### Stated task
In the items from the line with "strap with a single point, one per instance." through the end of the items, replace "photograph" with "image" and change nothing else. Give back only those lines, without the pictures.

[Coordinate annotation entries]
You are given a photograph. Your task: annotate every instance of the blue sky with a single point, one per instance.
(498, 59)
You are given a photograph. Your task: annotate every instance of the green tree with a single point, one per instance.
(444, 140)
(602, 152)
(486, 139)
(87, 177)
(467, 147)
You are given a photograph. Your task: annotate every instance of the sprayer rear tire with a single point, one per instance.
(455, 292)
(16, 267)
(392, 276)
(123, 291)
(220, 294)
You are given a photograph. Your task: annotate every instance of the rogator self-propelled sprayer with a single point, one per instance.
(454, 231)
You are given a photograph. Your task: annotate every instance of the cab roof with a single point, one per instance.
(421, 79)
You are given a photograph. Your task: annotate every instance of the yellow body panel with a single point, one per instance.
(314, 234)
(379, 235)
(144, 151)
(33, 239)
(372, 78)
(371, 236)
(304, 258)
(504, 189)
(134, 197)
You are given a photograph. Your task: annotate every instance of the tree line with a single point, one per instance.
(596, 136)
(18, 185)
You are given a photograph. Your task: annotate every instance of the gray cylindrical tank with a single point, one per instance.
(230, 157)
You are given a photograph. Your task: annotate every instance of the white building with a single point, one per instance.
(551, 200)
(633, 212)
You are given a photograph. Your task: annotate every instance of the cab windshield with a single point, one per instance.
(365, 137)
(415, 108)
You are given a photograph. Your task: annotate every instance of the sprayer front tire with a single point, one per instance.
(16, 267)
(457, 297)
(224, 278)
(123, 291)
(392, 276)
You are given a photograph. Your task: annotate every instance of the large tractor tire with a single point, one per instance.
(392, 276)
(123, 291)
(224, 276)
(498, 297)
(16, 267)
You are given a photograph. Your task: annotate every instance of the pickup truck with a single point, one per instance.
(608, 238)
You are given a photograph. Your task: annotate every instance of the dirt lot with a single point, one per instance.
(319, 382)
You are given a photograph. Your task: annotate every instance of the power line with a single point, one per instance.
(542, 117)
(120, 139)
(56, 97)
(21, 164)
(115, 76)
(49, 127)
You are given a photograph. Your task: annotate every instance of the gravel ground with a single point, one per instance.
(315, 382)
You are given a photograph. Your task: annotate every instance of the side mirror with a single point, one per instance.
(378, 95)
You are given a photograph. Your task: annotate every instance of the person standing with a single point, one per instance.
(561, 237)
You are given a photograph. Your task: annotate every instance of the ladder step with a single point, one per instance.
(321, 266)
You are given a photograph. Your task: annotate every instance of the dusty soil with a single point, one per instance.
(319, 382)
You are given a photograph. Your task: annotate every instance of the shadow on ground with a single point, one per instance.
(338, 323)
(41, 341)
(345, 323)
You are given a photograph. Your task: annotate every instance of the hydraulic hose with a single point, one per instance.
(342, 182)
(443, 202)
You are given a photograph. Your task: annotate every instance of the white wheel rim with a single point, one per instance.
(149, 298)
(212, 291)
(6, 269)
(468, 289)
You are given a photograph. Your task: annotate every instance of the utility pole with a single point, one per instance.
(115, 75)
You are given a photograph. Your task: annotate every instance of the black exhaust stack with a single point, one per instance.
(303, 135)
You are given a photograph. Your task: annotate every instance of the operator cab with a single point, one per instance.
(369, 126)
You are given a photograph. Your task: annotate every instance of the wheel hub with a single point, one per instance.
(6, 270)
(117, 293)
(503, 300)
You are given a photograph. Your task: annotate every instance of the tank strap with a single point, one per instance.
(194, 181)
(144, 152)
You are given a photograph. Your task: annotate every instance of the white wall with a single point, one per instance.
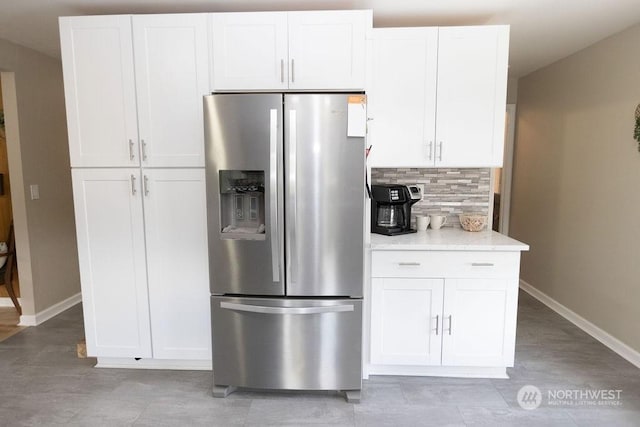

### Result of this task
You are given a image. Your task: annotate every instance of the tank strap with a single point, one per instance.
(194, 181)
(144, 152)
You are given a image. Your task: annotate every instance of the white wall with a single point, one per instance.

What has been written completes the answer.